[Natural language region descriptions]
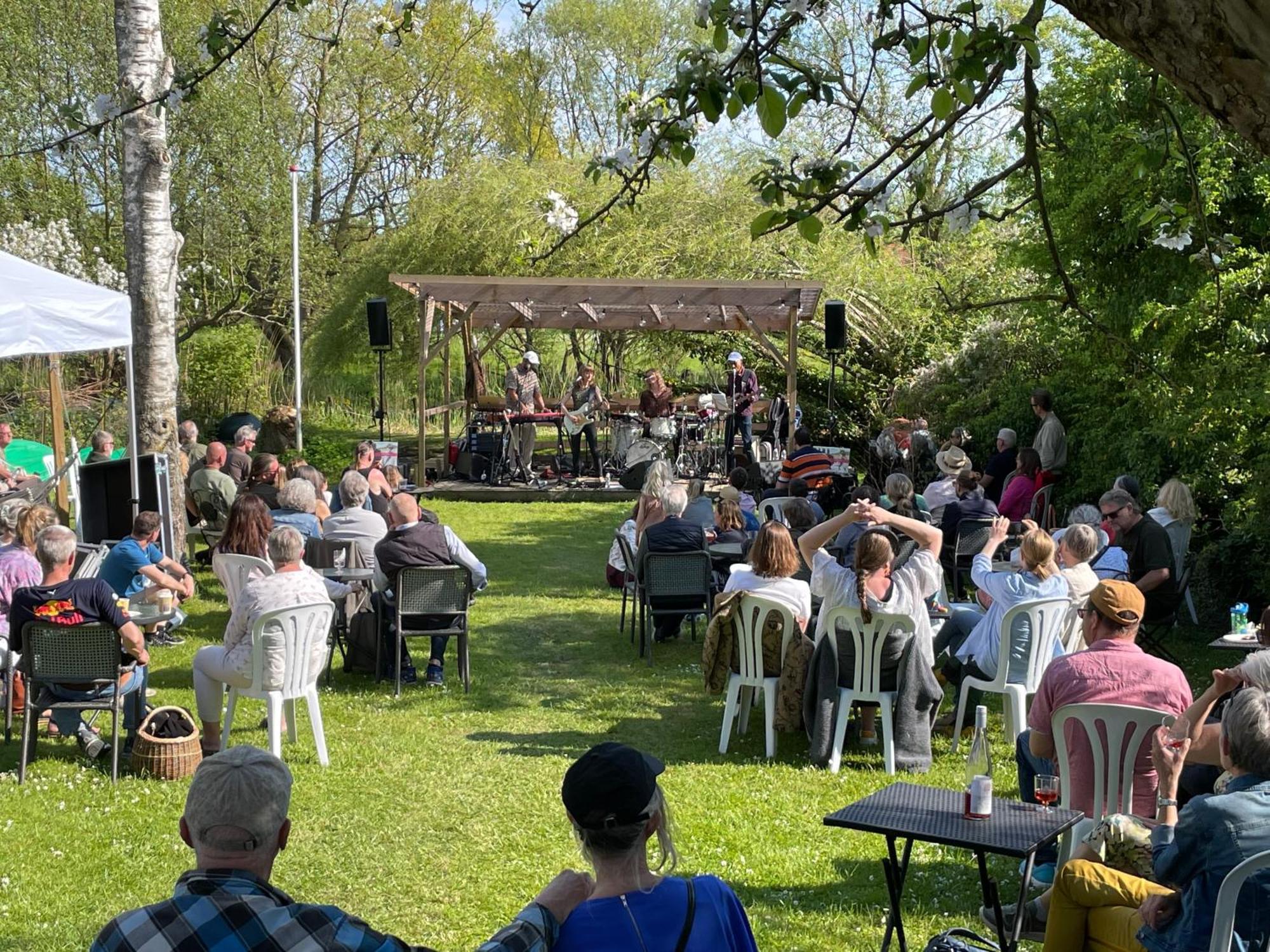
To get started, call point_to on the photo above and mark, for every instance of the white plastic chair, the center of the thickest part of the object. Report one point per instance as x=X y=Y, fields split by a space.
x=1229 y=898
x=1046 y=623
x=869 y=639
x=303 y=643
x=1114 y=752
x=750 y=618
x=236 y=572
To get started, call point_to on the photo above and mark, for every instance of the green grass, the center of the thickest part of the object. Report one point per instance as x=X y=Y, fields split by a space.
x=440 y=816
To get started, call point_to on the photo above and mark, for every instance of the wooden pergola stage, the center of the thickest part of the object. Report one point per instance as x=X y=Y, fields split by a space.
x=760 y=308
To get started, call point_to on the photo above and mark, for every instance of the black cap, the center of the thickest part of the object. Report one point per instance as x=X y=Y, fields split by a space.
x=610 y=786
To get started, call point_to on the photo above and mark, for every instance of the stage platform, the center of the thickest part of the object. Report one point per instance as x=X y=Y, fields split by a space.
x=586 y=492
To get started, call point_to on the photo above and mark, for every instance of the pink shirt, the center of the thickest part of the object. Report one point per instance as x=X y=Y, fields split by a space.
x=1109 y=673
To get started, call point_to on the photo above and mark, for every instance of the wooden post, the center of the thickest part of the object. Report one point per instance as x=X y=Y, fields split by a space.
x=445 y=418
x=58 y=411
x=792 y=376
x=426 y=310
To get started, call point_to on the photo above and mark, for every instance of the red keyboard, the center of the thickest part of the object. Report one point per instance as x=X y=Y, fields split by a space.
x=535 y=418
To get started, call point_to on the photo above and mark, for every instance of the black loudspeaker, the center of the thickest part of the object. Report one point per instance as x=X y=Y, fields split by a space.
x=835 y=326
x=378 y=324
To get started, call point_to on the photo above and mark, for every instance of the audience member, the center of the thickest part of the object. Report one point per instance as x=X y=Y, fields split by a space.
x=617 y=568
x=672 y=535
x=1000 y=465
x=700 y=510
x=1018 y=496
x=1051 y=442
x=238 y=464
x=973 y=638
x=1151 y=555
x=411 y=543
x=104 y=447
x=298 y=501
x=264 y=479
x=57 y=600
x=237 y=822
x=211 y=492
x=229 y=664
x=189 y=436
x=770 y=572
x=617 y=807
x=873 y=585
x=1095 y=907
x=943 y=491
x=354 y=522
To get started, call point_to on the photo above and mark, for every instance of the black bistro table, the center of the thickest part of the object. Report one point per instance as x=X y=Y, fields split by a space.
x=911 y=813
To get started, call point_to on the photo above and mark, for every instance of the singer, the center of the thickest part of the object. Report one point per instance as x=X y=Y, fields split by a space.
x=742 y=393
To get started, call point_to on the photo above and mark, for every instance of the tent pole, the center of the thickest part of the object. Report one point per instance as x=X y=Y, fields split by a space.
x=134 y=449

**Exercise description**
Verbatim repeat, images removed: give each entry again exactly as it reads.

**Response to this task**
To get started, call point_to on the photo above and mark, for every instance of the white plastic chair, the center of the thickest part of the object. Report one point per instance as x=X y=Y, fields split by a space.
x=1229 y=898
x=1046 y=623
x=869 y=639
x=303 y=643
x=1114 y=752
x=750 y=618
x=236 y=572
To get started, call point_to on the photo above and mark, for every instance of the green grass, the center of the thickest part of the object. Report one point per instance as x=X y=Y, fields split by a space.
x=440 y=816
To get started, call point_to on the photo above and mark, for every instance of the wooden pergola stage, the center of the thickest part of the object. Report one point per instance as x=X y=Y, fields split by a space.
x=760 y=308
To get started, call point_to on the photo above and mark, for every instance of the black cap, the center of the thickest part of the object. Report one point per instance as x=X y=Y, fields split by a space.
x=610 y=786
To get started, call point_to on the photo above and mark, for every instance of the stage platform, the center of the thickest part of the object. Report one point per instance as x=X y=Y, fields split by a space.
x=586 y=492
To get started, call point_to on the photo above and mark, for every instance of the pink shirt, the center of the thickest part of the object. Report one point per instance as x=X y=Y, fields split by a space.
x=1109 y=673
To get started, call point_to on the photo above and mark, for every instance of the wooden post, the center of the thickest part of the object. Report one point per instance as x=X y=Y, fields split by a space.
x=445 y=418
x=58 y=411
x=792 y=376
x=426 y=310
To get started, call point_to on the photo above and mark, for every instance of the red keyboard, the center of the thickest part of the object. Report one point per instance as x=X y=Y, fields split by a space.
x=535 y=418
To get started, call point_to on the photo above and mark, for every instance of the black loudspeaker, the center of the thickest part of the object. Report one point per instance as x=X y=Y, fields split by a space.
x=835 y=326
x=378 y=324
To get started, call point_to on the photo above and mark, for every instance of the audience member, the center of the thickest part of the object. Report one point per instance as x=X y=Y, fields split by a space.
x=617 y=568
x=672 y=535
x=1000 y=465
x=700 y=510
x=1018 y=496
x=1051 y=442
x=238 y=464
x=973 y=638
x=1151 y=555
x=411 y=543
x=104 y=447
x=298 y=501
x=264 y=479
x=57 y=600
x=237 y=822
x=211 y=492
x=229 y=664
x=189 y=436
x=770 y=572
x=617 y=807
x=873 y=585
x=1095 y=907
x=943 y=491
x=354 y=522
To get started, call point_to on the photo above and mark, for every instance of the black bistro table, the center of the thickest part of the object. Report one point per instance as x=X y=Y, fields split by a space.
x=911 y=813
To get started, call point_to on the photo above and mark, for every instance of the singer, the center of the thickest part of the object. Report one point per instance as x=X y=Y, fields split by a space.
x=742 y=393
To get started, call point_to on the photo above and mark, for every instance of the tent pole, the center of the thickest part of the object. Report one point per instance as x=X y=Y, fields split by a space.
x=134 y=449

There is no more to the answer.